THE TASK: Print all records exactly, leaving nothing out.

RECORDS TO PROCESS:

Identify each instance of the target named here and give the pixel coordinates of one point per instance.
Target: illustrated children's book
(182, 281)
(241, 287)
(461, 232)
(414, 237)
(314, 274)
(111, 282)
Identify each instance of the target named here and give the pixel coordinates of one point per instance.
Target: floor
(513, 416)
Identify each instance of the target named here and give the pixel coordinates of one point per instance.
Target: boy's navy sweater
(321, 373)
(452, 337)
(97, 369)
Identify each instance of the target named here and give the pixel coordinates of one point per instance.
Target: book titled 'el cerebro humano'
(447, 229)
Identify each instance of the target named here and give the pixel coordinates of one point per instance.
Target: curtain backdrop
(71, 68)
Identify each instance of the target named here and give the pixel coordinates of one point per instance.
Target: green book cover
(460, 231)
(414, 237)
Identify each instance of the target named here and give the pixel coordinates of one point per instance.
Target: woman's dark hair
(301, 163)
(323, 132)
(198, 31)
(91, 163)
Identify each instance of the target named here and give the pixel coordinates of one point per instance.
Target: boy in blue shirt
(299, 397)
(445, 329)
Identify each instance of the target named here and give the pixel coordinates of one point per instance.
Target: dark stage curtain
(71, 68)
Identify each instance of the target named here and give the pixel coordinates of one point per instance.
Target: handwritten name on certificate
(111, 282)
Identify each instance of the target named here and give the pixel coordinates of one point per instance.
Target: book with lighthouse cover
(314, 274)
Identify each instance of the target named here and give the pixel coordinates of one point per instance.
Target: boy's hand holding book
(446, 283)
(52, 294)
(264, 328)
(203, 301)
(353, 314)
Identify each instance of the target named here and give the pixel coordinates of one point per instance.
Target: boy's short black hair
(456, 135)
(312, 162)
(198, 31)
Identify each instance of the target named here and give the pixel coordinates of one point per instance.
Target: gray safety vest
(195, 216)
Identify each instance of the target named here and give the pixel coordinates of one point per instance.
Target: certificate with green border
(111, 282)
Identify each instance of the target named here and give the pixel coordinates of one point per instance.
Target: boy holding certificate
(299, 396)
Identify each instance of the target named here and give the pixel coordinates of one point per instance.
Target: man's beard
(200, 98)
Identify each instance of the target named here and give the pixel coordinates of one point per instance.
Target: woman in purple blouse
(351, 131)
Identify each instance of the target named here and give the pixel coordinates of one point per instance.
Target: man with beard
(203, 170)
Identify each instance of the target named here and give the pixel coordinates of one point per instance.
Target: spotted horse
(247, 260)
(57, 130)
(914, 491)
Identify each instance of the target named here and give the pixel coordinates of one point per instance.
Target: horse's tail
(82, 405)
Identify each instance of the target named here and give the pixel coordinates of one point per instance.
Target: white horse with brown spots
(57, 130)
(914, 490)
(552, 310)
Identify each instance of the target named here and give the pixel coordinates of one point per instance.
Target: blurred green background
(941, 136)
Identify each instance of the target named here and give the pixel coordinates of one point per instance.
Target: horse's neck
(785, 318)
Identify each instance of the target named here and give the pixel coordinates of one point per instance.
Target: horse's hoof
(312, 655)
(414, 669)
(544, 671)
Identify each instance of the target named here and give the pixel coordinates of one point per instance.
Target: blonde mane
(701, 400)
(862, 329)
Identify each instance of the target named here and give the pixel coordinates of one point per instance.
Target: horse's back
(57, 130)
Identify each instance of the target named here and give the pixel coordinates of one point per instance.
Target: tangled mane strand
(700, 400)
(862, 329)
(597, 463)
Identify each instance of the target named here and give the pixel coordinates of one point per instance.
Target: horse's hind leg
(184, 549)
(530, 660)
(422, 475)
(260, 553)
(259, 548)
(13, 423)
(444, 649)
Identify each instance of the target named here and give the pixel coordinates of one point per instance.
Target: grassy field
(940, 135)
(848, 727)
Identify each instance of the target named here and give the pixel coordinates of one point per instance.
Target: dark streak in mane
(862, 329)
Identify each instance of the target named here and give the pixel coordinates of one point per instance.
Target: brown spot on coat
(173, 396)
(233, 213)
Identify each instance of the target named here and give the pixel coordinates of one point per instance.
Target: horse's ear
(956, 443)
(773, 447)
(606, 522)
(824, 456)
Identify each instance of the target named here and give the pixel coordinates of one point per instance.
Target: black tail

THE SOLUTION:
Identify each instance of the target named here and give the pixel coordinates of one point per instance.
Target: illustrated children's book
(182, 281)
(241, 287)
(461, 232)
(414, 237)
(314, 274)
(111, 282)
Identify each instance of the target named here and give the pixel coordinates of one point per instance.
Target: floor
(513, 416)
Identify each instance of the target named here and give the pixel coordinates of one point per instance.
Target: boy's navy sweater
(321, 373)
(452, 337)
(97, 369)
Identify each instance of the target named here and give the pixel coordinates of one point per instance.
Target: book titled 'el cerebro humano'
(447, 229)
Identify each instance of the target named here and give the pixel coordinates of one point per instance.
Target: curtain backdrop
(71, 68)
Identify each instance of the target named here and give the pixel coordinates of one point per instance.
Target: green book cover
(460, 231)
(414, 237)
Identify each instance of the target named here and give the pixel coordinates of one point per instance.
Target: woman's dark hair
(301, 163)
(323, 132)
(198, 31)
(91, 163)
Identify each instance of the target named here and give the pixel coordinates of one point per instance.
Target: boy in blue shirt
(299, 397)
(445, 329)
Identify each instance of the target named here and give the pixel coordinates of one point per instance.
Target: dark stage curtain
(71, 68)
Identify each instance of the target named here and give the pixel coordinates of one point per instance.
Target: handwritten name on certificate
(111, 282)
Identify each instance of the target named here and give the pixel coordinates of one point per instance.
Target: book with lighthouse cover
(314, 274)
Identify each instance of the target named here and give the pixel coordinates of one point per instance.
Target: boy's hand holding book
(446, 283)
(52, 294)
(264, 328)
(203, 301)
(353, 314)
Identify each instance of the target named here and give the pixel coordinates of one point per instance.
Target: boy's short black hair
(456, 135)
(312, 162)
(198, 31)
Identify each instance of the target named here and give the pixel coordinates of one point per instance.
Target: gray safety vest
(195, 216)
Identify each instance of the target named here and give the pixel coordinates of one point per instance.
Target: certificate with green border
(111, 282)
Identify each instance of the target named here and give the pixel coordinates of one point per instance.
Target: boy holding certificate
(299, 396)
Identify each instance of the target named here and give the pixel coordinates of one point per instance.
Target: man's beard
(200, 98)
Identify each instance of the target named here and give the pixel coordinates of one point per instance.
Target: woman in purple blouse
(351, 131)
Identify each instance of the target named here and give the pixel coordinates of one point per instance.
Target: man with beard
(203, 170)
Identify each instance of the target named here and give the pixel coordinates of one point per instance.
Target: spotted horse
(247, 260)
(57, 130)
(914, 491)
Identify each instance of the target named here and give the pixel coordinates of one point per instance.
Target: horse's tail
(82, 405)
Identify each instance of the target named here and give the pixel coordinates of one point per instance.
Target: white horse with brown spots
(57, 130)
(914, 490)
(552, 310)
Identify each instance of the target named here and give the pixel coordinates of one point per instance.
Target: blurred green background
(941, 136)
Identify each instance of the target named here and give the pixel coordinates of one point per instance.
Target: horse's neck
(785, 318)
Identify each instance of the target named here and give the pixel coordinates of one point per instance.
Target: horse's hoof
(312, 655)
(414, 669)
(544, 671)
Identify each instance of the target named here and give the pixel coordinates of one point per instance.
Target: blonde mane
(701, 400)
(862, 329)
Identify each instance of the target named here and give the pixel coordinates of one point per instance.
Target: horse's back
(57, 130)
Identify each instance of the target named here and give the pixel coordinates of one point per instance.
Target: tangled mane strand
(700, 400)
(862, 329)
(597, 463)
Identify each instance of the target named here and give the pixel coordinates of one point per instance.
Target: horse's hind leg
(184, 549)
(530, 660)
(422, 475)
(260, 553)
(259, 548)
(13, 423)
(444, 649)
Identify each instance of the target named here and give the pixel coordinates of one point per instance.
Target: grassy field
(940, 135)
(848, 727)
Identify each instance of the target named here and give the pixel coordinates of one point per instance.
Target: dark streak in mane
(862, 329)
Identify each instance of the target named here and give the pixel coordinates of one point per instance.
Target: brown spot on coat
(173, 396)
(233, 213)
Identify each instance of the target named here and give the pixel coordinates of one point per instance.
Target: horse's ear
(956, 443)
(773, 447)
(606, 522)
(824, 456)
Identify each instance of the target named here and give the pixel coordinates of one point per instance.
Target: black tail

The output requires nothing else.